* **Goal**
Please rewrite the material below from the line containing "of the bare" up to and including its final line, requests included, shifting every coordinate in the answers by -54.

Dataset records
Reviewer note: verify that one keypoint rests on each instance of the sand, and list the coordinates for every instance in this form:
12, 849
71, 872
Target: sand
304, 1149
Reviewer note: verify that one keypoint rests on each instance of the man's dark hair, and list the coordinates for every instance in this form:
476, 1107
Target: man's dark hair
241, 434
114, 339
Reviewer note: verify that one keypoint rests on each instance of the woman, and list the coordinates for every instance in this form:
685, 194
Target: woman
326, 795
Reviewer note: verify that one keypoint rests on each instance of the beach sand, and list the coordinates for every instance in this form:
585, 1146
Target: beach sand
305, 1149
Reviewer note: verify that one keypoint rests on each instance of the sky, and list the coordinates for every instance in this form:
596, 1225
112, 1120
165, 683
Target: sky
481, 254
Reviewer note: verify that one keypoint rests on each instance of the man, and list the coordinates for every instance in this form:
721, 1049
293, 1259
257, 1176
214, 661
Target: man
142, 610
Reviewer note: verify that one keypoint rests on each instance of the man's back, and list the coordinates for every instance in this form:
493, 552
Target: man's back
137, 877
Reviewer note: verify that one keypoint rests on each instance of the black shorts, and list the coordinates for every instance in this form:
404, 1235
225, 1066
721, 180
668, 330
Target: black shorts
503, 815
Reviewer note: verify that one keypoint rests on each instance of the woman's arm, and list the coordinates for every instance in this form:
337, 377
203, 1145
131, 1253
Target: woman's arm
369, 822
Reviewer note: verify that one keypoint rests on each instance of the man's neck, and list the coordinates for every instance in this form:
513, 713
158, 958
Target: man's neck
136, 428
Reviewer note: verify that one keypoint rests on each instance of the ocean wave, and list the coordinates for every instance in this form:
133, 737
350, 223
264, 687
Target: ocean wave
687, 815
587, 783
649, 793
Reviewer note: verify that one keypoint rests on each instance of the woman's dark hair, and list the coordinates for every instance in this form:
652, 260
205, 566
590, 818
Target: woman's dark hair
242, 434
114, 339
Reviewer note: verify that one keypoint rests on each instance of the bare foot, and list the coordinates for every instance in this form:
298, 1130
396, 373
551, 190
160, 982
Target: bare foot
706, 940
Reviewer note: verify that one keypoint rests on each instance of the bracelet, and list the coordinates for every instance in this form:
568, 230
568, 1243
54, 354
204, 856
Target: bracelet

* **Written solution**
Reviewer note: verify that one keypoint rests on each instance of the bare foot, and list the coordinates for every instance in this form:
298, 1130
396, 373
551, 190
160, 982
Target: bare foot
652, 886
Reviewer note: verify that one keypoint rests on each instance of the bracelet, and list the coordinates for every instance in this form:
568, 230
568, 1243
54, 354
204, 856
Target: bracelet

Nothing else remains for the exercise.